The input: Begin

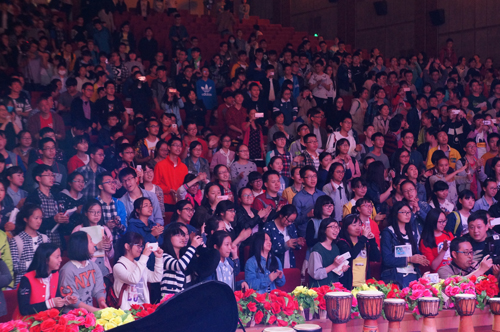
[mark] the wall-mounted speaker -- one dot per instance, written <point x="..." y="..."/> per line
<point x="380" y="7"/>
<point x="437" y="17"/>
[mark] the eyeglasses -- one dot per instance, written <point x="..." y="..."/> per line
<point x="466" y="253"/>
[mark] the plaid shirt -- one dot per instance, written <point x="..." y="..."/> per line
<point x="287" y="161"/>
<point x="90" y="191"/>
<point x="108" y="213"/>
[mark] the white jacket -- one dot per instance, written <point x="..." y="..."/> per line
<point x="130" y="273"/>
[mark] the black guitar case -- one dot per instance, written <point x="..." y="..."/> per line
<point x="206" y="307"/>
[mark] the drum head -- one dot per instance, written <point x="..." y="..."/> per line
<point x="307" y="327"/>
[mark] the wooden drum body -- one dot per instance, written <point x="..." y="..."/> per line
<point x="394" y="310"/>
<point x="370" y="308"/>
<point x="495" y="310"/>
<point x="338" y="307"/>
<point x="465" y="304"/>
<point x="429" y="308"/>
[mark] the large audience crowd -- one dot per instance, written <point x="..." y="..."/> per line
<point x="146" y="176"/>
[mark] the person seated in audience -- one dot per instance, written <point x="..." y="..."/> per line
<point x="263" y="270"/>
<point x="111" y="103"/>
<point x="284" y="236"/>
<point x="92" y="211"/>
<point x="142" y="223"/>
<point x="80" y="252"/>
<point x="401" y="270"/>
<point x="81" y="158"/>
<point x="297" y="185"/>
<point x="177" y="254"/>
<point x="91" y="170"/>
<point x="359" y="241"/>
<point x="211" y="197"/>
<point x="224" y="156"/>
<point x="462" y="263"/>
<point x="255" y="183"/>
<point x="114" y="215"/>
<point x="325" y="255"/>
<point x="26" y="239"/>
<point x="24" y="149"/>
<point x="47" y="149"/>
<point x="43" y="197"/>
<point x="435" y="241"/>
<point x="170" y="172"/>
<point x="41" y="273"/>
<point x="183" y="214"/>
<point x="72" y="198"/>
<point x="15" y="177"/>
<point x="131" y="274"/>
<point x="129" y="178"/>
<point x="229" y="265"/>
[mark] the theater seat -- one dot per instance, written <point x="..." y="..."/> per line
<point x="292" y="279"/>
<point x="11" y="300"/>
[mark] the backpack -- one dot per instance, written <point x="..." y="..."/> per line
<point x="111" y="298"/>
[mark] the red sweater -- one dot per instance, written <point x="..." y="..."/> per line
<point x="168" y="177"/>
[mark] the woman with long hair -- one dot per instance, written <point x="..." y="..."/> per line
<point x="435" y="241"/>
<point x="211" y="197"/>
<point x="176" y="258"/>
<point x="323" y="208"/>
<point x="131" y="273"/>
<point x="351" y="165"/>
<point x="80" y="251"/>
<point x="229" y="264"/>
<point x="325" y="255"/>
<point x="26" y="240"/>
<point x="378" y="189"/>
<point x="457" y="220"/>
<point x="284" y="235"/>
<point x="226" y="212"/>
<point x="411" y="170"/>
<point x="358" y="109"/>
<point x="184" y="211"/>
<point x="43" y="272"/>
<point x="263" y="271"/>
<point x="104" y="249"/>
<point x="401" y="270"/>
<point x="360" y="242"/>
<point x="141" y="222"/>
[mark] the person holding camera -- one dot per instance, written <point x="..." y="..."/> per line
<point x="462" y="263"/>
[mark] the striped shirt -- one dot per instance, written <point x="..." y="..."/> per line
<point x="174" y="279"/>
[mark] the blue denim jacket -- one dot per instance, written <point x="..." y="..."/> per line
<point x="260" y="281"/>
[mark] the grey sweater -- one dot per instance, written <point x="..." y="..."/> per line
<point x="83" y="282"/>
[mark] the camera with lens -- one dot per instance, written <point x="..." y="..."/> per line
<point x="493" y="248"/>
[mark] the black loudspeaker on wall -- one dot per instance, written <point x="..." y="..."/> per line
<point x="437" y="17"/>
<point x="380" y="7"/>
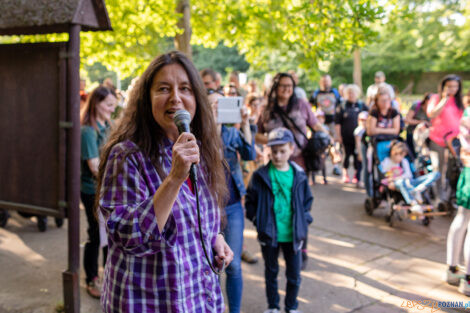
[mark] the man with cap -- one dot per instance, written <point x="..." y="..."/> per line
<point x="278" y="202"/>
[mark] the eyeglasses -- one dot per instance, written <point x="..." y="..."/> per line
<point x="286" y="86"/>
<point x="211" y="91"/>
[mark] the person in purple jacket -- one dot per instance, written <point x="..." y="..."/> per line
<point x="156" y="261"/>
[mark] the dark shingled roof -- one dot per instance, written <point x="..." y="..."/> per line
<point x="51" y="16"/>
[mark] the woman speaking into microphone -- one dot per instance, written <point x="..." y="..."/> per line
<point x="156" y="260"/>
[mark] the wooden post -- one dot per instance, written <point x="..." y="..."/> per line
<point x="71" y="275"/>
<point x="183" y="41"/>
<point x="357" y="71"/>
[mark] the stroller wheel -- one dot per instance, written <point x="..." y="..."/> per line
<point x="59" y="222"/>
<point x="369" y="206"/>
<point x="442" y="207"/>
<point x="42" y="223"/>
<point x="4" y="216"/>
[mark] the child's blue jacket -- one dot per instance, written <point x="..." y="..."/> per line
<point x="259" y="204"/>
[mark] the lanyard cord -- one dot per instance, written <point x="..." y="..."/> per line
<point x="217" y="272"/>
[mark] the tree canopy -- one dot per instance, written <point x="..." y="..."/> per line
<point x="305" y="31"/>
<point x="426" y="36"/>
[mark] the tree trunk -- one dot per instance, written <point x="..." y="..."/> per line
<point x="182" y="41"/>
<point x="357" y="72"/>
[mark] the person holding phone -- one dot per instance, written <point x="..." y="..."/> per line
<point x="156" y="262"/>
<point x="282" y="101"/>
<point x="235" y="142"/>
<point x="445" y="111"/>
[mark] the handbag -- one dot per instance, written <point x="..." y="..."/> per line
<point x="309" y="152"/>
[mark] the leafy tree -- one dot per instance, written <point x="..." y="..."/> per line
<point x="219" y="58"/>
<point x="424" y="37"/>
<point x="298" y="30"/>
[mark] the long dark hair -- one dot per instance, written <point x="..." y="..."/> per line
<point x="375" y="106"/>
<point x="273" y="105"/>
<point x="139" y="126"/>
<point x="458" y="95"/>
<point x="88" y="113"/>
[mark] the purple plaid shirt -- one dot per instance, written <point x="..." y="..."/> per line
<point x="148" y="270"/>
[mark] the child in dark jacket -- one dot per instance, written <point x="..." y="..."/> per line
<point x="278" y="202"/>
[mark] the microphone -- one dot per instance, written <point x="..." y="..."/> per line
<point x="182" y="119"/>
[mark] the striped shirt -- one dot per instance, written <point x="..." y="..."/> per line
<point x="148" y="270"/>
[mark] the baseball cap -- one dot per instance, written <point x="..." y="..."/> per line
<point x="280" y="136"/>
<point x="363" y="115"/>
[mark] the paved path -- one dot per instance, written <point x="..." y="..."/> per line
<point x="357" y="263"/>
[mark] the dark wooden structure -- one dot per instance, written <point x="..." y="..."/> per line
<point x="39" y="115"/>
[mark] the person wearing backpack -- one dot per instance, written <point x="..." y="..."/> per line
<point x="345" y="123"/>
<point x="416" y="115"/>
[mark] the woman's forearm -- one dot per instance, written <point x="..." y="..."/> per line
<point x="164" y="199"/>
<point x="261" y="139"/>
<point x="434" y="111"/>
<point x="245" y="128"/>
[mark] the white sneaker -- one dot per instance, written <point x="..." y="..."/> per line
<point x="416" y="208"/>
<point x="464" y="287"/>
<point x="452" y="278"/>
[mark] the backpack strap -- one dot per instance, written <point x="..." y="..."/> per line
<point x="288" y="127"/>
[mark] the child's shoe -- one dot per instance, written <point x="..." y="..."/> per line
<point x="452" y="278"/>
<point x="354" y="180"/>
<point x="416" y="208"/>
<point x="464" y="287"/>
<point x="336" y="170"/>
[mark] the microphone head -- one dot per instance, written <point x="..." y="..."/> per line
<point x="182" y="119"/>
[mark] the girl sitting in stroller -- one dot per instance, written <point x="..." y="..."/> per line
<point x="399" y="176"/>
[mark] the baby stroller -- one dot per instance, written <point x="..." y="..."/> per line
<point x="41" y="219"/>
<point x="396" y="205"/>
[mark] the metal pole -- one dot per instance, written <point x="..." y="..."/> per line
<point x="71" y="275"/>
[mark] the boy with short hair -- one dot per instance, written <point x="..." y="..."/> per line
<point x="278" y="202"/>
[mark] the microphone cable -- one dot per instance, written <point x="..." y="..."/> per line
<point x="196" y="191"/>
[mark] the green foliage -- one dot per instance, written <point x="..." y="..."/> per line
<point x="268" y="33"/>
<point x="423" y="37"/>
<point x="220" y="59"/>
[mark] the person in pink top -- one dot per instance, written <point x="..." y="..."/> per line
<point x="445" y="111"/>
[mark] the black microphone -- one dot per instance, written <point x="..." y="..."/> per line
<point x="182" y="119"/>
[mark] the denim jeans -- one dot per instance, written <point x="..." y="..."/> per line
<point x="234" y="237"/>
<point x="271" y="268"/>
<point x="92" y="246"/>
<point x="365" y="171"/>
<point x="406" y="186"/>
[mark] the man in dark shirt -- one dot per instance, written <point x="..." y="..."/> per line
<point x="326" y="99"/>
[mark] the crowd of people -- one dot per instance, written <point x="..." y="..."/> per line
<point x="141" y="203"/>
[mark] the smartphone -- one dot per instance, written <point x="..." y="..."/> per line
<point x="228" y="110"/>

The input: End

** Task prompt **
Repeat exactly the lines of the records from the one containing "[mark] the crowd" to the last, and include no line outside that stretch.

** Answer section **
[mark] the crowd of people -- one dot per instance, written <point x="..." y="..."/> per line
<point x="141" y="203"/>
[mark] the smartphone -- one dot per instance, written <point x="..." y="..."/> per line
<point x="228" y="110"/>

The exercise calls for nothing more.